PROMPT:
Each record must be printed again exactly as it appears.

DATA FOR THE TASK:
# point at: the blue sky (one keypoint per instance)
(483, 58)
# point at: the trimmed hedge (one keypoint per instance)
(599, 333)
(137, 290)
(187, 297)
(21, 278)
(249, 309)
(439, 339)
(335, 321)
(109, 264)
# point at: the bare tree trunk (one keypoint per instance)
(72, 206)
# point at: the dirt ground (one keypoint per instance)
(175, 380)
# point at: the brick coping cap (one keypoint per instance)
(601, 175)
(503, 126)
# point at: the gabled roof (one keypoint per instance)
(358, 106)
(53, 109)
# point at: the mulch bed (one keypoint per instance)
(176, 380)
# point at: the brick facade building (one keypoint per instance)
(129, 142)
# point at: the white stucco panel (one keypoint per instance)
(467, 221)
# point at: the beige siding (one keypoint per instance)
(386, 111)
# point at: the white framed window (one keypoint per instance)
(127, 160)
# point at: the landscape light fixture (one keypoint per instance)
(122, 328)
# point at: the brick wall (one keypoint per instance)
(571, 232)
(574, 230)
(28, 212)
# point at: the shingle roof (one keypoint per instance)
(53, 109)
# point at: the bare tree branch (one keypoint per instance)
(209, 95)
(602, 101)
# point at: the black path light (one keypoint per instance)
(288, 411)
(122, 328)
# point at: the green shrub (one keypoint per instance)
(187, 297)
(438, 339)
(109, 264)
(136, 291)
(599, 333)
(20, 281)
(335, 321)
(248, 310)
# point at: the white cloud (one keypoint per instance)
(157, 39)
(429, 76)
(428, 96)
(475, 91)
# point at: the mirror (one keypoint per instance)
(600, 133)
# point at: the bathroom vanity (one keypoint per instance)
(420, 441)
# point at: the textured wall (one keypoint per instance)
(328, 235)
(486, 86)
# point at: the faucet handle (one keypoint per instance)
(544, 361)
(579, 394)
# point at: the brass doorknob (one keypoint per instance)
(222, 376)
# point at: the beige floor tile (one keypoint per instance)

ANSWER BOX:
# point at: the blue sky (one keypoint per instance)
(483, 58)
# point at: the trimmed hedge (one keypoint per instance)
(599, 333)
(137, 290)
(187, 297)
(21, 278)
(249, 309)
(439, 339)
(335, 321)
(109, 264)
# point at: the bare tree trunk (one keypoint per instance)
(72, 206)
# point at: the dirt ground (one keypoint per instance)
(175, 380)
# point at: the brick coping cap (one keypoint per instance)
(601, 175)
(503, 126)
# point at: the gabled roof (one keypoint per instance)
(358, 106)
(53, 109)
# point at: the mulch bed (one keypoint per instance)
(176, 380)
# point at: the brick facade building (one keypoint per instance)
(129, 142)
# point at: the white stucco panel (one keypoint per instance)
(467, 221)
# point at: the beige siding (one keypoint per instance)
(386, 111)
# point at: the white framed window (one keypoint per instance)
(127, 160)
# point at: the landscape light fixture (one keypoint per instance)
(122, 328)
# point at: the brick wall (one keypoint per instance)
(571, 232)
(574, 230)
(28, 212)
# point at: the shingle roof (one keypoint per instance)
(53, 109)
# point at: the bare tree branch (one keypoint per instance)
(209, 95)
(602, 101)
# point at: the black path light (one keypoint per instance)
(288, 411)
(122, 328)
# point at: the green shrub (one keypoint per instance)
(187, 297)
(438, 339)
(109, 264)
(136, 291)
(599, 333)
(20, 281)
(335, 321)
(248, 310)
# point at: the white cloud (one keypoint per instance)
(157, 39)
(429, 76)
(428, 96)
(475, 91)
# point at: the mirror (one keypoint per instance)
(600, 133)
# point at: the bathroom vanity (one keypoint per instance)
(420, 441)
# point at: the textured wall (one keypoint per instance)
(328, 235)
(486, 86)
# point at: the faucet handle (one keypoint per instance)
(544, 361)
(579, 394)
# point at: the brass doorknob (one keypoint per instance)
(222, 376)
# point at: the beige floor tile (one keypoint per instance)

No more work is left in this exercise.